Task statement — Please print the records below exactly as they are written.

Given records —

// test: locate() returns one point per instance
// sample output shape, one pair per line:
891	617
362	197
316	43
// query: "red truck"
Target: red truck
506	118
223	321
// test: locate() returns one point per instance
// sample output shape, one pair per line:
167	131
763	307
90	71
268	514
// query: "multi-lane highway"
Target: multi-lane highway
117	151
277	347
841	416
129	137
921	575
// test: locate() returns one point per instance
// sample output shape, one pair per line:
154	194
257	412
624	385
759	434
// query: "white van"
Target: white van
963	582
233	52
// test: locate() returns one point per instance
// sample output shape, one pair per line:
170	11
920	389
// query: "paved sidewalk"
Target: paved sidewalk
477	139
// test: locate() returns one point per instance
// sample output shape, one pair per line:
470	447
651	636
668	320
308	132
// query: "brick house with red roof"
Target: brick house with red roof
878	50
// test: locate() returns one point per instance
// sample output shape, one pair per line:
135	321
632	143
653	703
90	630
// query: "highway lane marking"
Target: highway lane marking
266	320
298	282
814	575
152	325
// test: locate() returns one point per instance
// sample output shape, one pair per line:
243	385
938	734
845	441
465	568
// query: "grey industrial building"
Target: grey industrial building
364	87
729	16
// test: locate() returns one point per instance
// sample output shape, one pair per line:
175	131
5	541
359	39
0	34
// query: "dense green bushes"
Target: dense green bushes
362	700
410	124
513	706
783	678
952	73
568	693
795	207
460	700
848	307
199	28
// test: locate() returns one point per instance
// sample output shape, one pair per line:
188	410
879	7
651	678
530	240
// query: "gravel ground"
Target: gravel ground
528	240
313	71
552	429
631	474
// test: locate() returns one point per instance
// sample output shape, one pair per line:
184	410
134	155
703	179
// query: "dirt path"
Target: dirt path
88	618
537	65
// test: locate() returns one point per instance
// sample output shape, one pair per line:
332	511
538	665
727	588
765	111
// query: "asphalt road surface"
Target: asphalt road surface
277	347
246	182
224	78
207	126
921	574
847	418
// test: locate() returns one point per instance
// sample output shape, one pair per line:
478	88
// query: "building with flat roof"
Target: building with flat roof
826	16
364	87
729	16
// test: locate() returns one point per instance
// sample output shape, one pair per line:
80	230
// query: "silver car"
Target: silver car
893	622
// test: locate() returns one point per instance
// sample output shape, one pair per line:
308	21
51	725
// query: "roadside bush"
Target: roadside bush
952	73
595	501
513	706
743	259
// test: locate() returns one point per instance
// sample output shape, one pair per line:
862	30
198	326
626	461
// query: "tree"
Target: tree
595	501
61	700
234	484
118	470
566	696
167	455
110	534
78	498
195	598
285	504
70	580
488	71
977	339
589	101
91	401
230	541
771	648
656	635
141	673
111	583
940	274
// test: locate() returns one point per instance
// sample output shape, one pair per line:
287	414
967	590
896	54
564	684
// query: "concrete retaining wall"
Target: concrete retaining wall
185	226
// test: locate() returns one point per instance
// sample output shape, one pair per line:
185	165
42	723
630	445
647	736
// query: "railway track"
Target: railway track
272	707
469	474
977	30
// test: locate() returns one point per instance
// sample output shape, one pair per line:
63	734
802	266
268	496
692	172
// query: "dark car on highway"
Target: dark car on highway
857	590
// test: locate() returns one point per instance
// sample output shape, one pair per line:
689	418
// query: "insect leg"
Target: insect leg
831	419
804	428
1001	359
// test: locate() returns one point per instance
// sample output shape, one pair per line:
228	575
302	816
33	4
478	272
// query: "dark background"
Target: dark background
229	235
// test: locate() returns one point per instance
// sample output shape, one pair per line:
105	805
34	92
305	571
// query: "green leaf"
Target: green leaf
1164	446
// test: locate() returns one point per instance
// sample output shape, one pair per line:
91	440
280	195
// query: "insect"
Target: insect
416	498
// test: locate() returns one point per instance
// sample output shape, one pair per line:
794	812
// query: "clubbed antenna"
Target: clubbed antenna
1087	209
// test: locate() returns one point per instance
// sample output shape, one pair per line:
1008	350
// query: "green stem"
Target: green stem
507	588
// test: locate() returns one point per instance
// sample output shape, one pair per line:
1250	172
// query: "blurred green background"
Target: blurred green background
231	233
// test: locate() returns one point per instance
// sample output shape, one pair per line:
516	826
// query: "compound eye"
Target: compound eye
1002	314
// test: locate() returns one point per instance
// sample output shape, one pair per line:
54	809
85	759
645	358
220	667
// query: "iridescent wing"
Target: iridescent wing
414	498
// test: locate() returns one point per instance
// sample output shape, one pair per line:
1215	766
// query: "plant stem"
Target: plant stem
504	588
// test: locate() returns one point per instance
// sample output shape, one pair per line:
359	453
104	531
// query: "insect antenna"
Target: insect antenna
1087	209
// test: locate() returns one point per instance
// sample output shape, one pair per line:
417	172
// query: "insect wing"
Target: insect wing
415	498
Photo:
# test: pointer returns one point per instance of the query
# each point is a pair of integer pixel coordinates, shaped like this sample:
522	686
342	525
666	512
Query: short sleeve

Problem solution —
// test: locate() returns one point per instance
// sample output shape, one pair per line:
891	617
362	197
316	43
// query: "red truck"
Target: red truck
506	118
223	321
// test: locate() returns one point per instance
// sample output shape, one pair per line:
167	131
763	307
90	71
268	514
// query: "multi-lane highway"
Target: multi-lane highway
117	151
277	347
841	416
129	137
921	575
// test: locate() returns one point per instance
// sample output shape, one pair per line:
154	194
257	412
624	385
759	434
// query: "white van"
Target: white van
963	582
233	52
// test: locate() returns one point per instance
// sample output shape, one pair per line:
170	11
920	389
// query: "paved sidewalk"
Target: paved sidewalk
477	139
// test: locate() returns one point per instance
// sample output shape, one pair per line:
470	447
651	636
668	320
308	132
// query: "brick house with red roof"
Target: brick house with red roof
878	50
// test: locate() returns one point per instance
// sample output shape, one pair per line:
135	321
632	143
653	703
90	630
// query: "highway lane marking"
Target: highway lane marking
266	320
298	282
814	575
152	325
// test: locate() returns one point per instance
// sample output shape, one pair per line:
243	385
938	734
845	441
465	568
// query: "grey industrial building"
Target: grey industrial building
364	87
729	16
// test: locate() returns one point per instance
// sample output shape, one pair per line:
175	131
5	541
359	39
0	34
// query: "dense green bushes"
Target: dense green bushes
362	700
410	124
513	706
783	678
952	73
568	693
795	207
460	700
848	307
199	28
// test: locate() returns one point per instance
// sample output shape, one pair per line:
188	410
879	7
651	678
530	240
// query: "gravel ground"
Target: gravel ground
528	240
313	71
552	429
631	474
// test: locate() returns one point per instance
// sample output shape, one pair per line:
184	410
134	155
703	179
// query: "dirt path"
Target: dirt path
88	618
537	65
// test: locate() returns one point per instance
// sample output shape, one pair per line:
332	511
538	665
727	588
765	111
// query: "asphalt road surface"
Target: asphalt road surface
277	347
246	182
224	78
207	126
921	574
847	418
// test: locate() returns one point per instance
// sample output shape, one pair per line:
478	88
// query: "building with flat roof"
Target: building with flat roof
826	16
364	87
729	16
// test: locate() returns one point per instance
// sample output shape, one pair per line:
80	230
// query: "silver car"
Target: silver car
893	622
// test: locate() returns one point per instance
// sample output shape, one pair per line:
308	21
51	725
// query: "roadside bush"
Target: roadside bush
952	73
595	501
513	706
743	259
// test: locate() returns one point per instance
// sample output shape, one pair per line:
862	30
198	326
626	461
// query: "tree"
Target: tree
595	501
61	700
234	484
118	470
566	696
167	455
110	534
78	498
195	598
285	504
70	580
488	71
977	339
589	101
91	401
230	541
771	648
656	635
141	673
111	583
940	274
// test: locate() returns one point per instance
// sample output shape, one pair per line:
287	414
967	590
896	54
564	684
// query: "concrete retaining wall"
Target: concrete retaining wall
185	226
// test: locate() returns one point per instance
// sample output shape, one pair per line:
185	165
42	723
630	445
647	736
// query: "railway track"
Target: railway track
272	707
469	474
977	30
// test: locate() returns one point per instance
// sample output shape, one pair per line:
63	734
802	266
268	496
692	172
// query: "dark car on highway"
Target: dark car on highway
857	590
// test: locate() returns one point per instance
// sample output shape, one pair per line:
689	418
// query: "insect leg"
Target: insect leg
831	419
804	428
1001	359
// test: locate() returns one point per instance
// sample output shape, one pair per line:
228	575
302	816
33	4
478	272
// query: "dark background"
Target: dark background
229	235
// test: locate() returns one point per instance
// sample output shape, one pair per line:
105	805
34	92
305	571
// query: "green leaf"
Target: green leaf
1164	446
// test: locate() returns one point per instance
// sample output shape, one pair per line:
91	440
280	195
// query: "insect"
Target: insect
416	498
// test: locate() returns one point per instance
// sample output shape, one pair per line:
794	812
// query: "clubbed antenna"
Target: clubbed antenna
1087	209
// test: locate() returns one point per instance
// sample output shape, one pair per line:
1008	350
// query: "green stem"
Target: green stem
507	588
// test: locate() returns one point per instance
// sample output shape, one pair per line:
1250	172
// query: "blurred green background"
Target: blurred green background
231	233
// test: locate() returns one point per instance
// sample output shape, one pair per line:
516	826
// query: "compound eye"
Target: compound eye
1002	314
// test: locate() returns one point per instance
// sample output shape, one pair per line:
54	809
85	759
645	358
220	667
// query: "iridescent wing"
Target: iridescent wing
414	498
// test: locate() returns one point per instance
// sample output shape, one pair per line:
1215	766
// query: "plant stem"
Target: plant stem
504	588
// test: locate() returns one point per instance
// sample output shape, one pair per line:
359	453
104	531
// query: "insect antenna"
Target: insect antenna
1087	209
// test: locate() returns one point per instance
// sample output shape, one pair per line:
417	172
// query: "insect wing"
Target: insect wing
415	498
Photo:
# test: pointer returns one point per instance of the query
# each point is a pair of integer pixel coordinates, shaped like this sample:
522	686
342	525
666	512
Query: short sleeve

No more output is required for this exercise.